Недавний телефонный звонок с предложением вербоваться в армию художника скорее удивил. Он отказался — куда приятнее обновлять собственную избу и заниматься творчеством.
Сказка спасает
В клипе группы «Сейф» «Седьмой океан» рослый бритоголовый художник приходит в давно заброшенное здание Палехских художественно-производственных мастерских, зажигает свет, делает из яичного желтка эмульсию для красок и рисует изящную Жар-птицу, показывая — старинное искусство живо, просто оно снова преобразилось. В этой роли снялся потомственный палехский мастер Алексей Жиряков.
«Война с Украиной меня шокировала, — говорит Алексей. — Из головы ее выкинуть невозможно, она волей-неволей просачивается через карандаш, через кисточку на живопись. Что я могу сделать? От этого не уйдешь. Я все равно рисую сказки. Просто в сказку проникла война».
Чаще всего Жиряков пишет традиционные палехские миниатюры. На каждую уходит до трех месяцев, а покупателя они порой ждут несколько лет. Да и вообще доходов иногда не бывает по полгода. Но Алексей не любит компромиссы. Как и Ковалев, он убежден: палехская живопись — высокое искусство. Недаром местные работы есть и в Третьяковской галерее, и в Эрмитаже.

####################

» Задания:
(a) Выведите без изменений часть текста о палехском мастере от слов «Недавний телефонный звонок» до слов «и заниматься творчеством.».
(b) Ответьте по тексту о палехском мастере:
(i) Из чего художник в клипе делает эмульсию для красок?
(ii) Сколько времени уходит у Жирякова на одну миниатюру?
(iii) В каких музеях есть палехские работы?

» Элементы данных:
####################

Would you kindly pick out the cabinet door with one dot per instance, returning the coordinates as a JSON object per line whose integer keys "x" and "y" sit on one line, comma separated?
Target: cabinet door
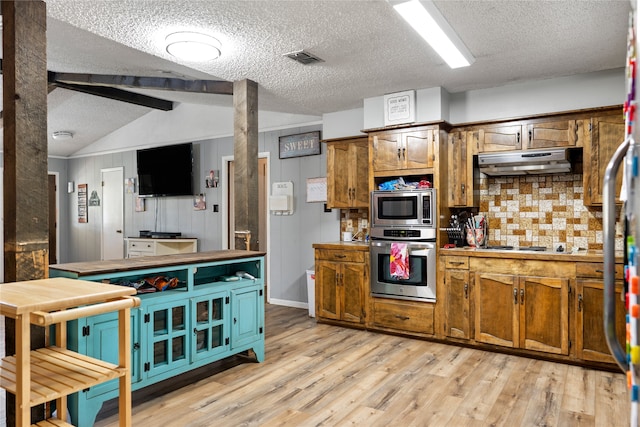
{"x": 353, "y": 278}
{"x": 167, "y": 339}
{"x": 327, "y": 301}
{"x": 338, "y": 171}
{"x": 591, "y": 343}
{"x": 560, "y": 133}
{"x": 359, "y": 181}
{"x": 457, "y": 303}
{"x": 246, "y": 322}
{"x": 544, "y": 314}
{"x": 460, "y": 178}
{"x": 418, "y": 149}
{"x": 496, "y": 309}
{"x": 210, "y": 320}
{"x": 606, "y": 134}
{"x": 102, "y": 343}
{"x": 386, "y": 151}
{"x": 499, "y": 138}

####################

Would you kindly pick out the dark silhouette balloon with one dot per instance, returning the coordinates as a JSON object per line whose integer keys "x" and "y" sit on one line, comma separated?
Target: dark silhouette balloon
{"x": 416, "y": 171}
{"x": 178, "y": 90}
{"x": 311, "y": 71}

####################

» Ответы:
(a)
Недавний телефонный звонок с предложением вербоваться в армию художника скорее удивил. Он отказался — куда приятнее обновлять собственную избу и заниматься творчеством.

(b)
(i) Из яичного желтка.
(ii) До трех месяцев.
(iii) В Третьяковской галерее и в Эрмитаже.